## Exercise A:
Decide whether each statement agrees with the EdgeTPU text, answering yes or no and quoting the deciding words: (i) running AI models locally in a stand-alone device is called Edge AI; (ii) EdgeTPU sends its results to the cloud; (iii) the running of an AI model is called delegation.
## Exercise B:
Please write out the EdgeTPU text from "Object Detection: Running" up to and including "called Edge AI.".

## Source text:
____________
Object Detection: Running YOLOv11 on EdgeTPU
In this post we are going to demonstrate how to use RAiV (with EdgeTPU) and Yolo v11 for object detection. You can think this post as a crash course to the usage of visual artificial intelligence models.
Introduction to Edge AI
What is an AI Model and Edge AI
In a nutshell, an AI model is a list of operation layers (like multiplication, addition...) and a list of weights associated with these layers. Processors execute the operations with the weights starting from the beginning (input layer) and calculate the output.
AI models are generally run on PC or in a cloud environment. However, some of these models can also be run on smaller devices. Running AI models locally in a stand alone device is called Edge AI.
What is EdgeTPU
During the running of an AI model (which is called inference), CPU may use specialized devices (hardware accelerators) or helper libraries to speed up the computation processes. Using helper devices or libraries is called delegation.
EdgeTPU, which is used in RAiV, is a delegation device (a hardware accelerator). CPU offloads suitable layers to EdgeTPU and EdgeTPU does the computation of these layers. Then EdgeTPU sends the results back to CPU. So, while EdgeTPU is busy on running the layers, CPU can work on other tasks.
____________
## Records from a collection:
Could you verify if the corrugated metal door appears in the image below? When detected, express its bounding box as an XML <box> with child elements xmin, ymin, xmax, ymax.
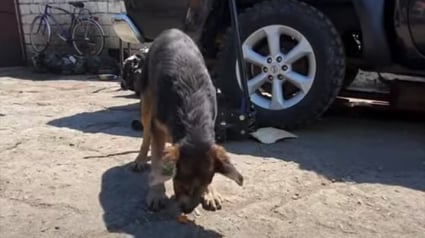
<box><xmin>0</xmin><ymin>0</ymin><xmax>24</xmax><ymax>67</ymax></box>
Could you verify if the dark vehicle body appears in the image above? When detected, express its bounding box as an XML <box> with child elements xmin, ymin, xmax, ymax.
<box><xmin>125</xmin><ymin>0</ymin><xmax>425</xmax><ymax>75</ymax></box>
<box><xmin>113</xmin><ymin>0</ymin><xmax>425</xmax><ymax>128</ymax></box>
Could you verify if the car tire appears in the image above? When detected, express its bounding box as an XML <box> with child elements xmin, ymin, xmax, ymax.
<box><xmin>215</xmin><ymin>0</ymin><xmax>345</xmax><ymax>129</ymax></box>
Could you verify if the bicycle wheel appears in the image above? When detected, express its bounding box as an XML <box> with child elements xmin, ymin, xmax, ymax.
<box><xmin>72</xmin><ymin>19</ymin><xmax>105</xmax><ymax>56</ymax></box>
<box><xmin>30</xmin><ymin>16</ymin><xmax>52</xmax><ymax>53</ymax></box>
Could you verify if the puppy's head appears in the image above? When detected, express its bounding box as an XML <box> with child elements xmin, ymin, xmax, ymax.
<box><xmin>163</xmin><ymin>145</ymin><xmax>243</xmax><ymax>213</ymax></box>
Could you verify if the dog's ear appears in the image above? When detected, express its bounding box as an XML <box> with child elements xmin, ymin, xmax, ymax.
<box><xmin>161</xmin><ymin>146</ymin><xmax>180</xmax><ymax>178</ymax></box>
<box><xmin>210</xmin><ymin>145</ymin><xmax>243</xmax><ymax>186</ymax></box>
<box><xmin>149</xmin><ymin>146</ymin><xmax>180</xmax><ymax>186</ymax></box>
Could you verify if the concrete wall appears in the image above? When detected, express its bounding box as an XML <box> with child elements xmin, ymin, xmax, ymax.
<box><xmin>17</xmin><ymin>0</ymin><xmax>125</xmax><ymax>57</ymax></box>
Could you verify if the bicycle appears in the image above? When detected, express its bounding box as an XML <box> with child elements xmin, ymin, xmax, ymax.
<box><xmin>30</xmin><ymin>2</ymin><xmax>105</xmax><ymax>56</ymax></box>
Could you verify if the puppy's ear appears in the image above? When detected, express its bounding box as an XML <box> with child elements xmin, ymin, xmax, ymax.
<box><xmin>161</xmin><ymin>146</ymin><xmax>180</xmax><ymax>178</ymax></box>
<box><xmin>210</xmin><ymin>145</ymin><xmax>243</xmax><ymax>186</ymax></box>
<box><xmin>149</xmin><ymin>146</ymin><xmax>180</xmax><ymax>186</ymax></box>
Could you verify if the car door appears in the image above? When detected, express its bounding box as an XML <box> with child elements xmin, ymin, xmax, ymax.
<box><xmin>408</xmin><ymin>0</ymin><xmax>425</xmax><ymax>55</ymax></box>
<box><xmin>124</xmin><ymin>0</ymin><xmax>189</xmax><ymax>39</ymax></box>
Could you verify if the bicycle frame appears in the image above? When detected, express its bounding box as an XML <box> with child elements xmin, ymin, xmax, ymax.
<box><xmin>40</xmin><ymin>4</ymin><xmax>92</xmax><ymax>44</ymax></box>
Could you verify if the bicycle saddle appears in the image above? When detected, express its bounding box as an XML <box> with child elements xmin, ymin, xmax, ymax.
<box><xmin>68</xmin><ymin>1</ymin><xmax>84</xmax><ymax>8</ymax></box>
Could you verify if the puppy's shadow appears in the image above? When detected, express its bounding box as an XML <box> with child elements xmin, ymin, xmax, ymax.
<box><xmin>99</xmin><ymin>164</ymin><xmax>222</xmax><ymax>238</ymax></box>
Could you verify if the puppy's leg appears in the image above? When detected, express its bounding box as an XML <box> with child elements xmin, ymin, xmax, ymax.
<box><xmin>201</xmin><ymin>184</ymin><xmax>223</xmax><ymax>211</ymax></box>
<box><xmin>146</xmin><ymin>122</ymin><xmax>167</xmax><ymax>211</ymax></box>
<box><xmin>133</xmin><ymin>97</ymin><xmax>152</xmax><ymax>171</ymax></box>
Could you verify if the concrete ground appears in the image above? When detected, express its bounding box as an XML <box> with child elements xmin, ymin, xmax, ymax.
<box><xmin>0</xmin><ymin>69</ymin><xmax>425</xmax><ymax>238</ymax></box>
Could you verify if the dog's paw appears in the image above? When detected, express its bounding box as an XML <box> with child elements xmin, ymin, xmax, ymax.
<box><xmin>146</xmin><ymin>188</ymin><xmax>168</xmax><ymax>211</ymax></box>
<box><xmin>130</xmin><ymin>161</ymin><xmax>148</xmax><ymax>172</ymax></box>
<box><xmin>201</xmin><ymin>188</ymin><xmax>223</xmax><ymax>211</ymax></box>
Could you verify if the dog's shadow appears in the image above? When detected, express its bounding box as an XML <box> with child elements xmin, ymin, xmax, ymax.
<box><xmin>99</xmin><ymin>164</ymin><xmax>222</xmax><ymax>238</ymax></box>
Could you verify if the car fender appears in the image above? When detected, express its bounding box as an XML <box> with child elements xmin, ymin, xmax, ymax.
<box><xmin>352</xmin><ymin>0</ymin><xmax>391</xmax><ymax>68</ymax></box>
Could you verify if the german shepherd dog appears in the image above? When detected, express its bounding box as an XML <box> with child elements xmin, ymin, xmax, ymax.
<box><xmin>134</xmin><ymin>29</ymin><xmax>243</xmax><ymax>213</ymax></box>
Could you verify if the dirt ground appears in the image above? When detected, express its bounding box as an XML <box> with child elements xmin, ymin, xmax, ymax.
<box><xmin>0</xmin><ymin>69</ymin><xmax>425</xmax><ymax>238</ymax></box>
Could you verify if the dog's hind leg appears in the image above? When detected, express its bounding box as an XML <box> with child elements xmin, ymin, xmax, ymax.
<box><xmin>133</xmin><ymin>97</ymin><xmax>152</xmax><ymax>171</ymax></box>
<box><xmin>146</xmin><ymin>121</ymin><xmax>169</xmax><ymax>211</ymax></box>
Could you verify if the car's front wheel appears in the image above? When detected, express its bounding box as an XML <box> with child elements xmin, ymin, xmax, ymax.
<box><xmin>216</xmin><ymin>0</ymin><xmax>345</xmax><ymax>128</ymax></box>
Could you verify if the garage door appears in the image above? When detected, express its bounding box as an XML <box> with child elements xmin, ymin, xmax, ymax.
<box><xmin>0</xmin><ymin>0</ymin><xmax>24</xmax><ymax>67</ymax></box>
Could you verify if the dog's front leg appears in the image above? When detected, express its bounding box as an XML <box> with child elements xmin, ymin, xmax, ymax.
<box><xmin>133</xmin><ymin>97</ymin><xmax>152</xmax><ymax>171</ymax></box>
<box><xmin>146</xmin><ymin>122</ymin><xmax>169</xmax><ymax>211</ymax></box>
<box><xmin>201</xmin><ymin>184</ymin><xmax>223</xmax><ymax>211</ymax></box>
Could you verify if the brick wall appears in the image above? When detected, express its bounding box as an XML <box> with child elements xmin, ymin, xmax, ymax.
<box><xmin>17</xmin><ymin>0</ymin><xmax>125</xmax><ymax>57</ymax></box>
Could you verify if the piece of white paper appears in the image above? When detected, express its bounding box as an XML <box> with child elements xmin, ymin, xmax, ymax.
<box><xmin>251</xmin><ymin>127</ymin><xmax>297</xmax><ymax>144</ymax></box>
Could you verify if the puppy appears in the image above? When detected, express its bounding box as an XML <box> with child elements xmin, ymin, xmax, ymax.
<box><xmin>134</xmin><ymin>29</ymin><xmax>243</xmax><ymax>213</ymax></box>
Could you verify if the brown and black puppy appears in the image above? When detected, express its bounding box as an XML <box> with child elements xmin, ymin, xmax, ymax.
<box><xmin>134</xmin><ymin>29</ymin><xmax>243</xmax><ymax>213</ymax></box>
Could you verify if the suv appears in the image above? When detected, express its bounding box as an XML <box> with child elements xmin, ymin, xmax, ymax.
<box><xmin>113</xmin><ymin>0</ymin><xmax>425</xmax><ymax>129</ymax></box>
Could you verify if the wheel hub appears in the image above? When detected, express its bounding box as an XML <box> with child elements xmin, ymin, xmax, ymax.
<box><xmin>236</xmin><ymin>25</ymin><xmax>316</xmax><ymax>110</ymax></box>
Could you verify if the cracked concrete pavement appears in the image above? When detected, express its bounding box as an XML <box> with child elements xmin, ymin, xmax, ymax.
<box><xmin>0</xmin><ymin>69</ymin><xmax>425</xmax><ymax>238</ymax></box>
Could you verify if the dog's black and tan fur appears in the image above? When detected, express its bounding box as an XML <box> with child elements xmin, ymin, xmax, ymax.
____________
## Finished answer A:
(i) Yes: "Running AI models locally in a stand alone device is called Edge AI."
(ii) No: "Then EdgeTPU sends the results back to CPU."
(iii) No: "During the running of an AI model (which is called inference)"

## Finished answer B:
Object Detection: Running YOLOv11 on EdgeTPU
In this post we are going to demonstrate how to use RAiV (with EdgeTPU) and Yolo v11 for object detection. You can think this post as a crash course to the usage of visual artificial intelligence models.
Introduction to Edge AI
What is an AI Model and Edge AI
In a nutshell, an AI model is a list of operation layers (like multiplication, addition...) and a list of weights associated with these layers. Processors execute the operations with the weights starting from the beginning (input layer) and calculate the output.
AI models are generally run on PC or in a cloud environment. However, some of these models can also be run on smaller devices. Running AI models locally in a stand alone device is called Edge AI.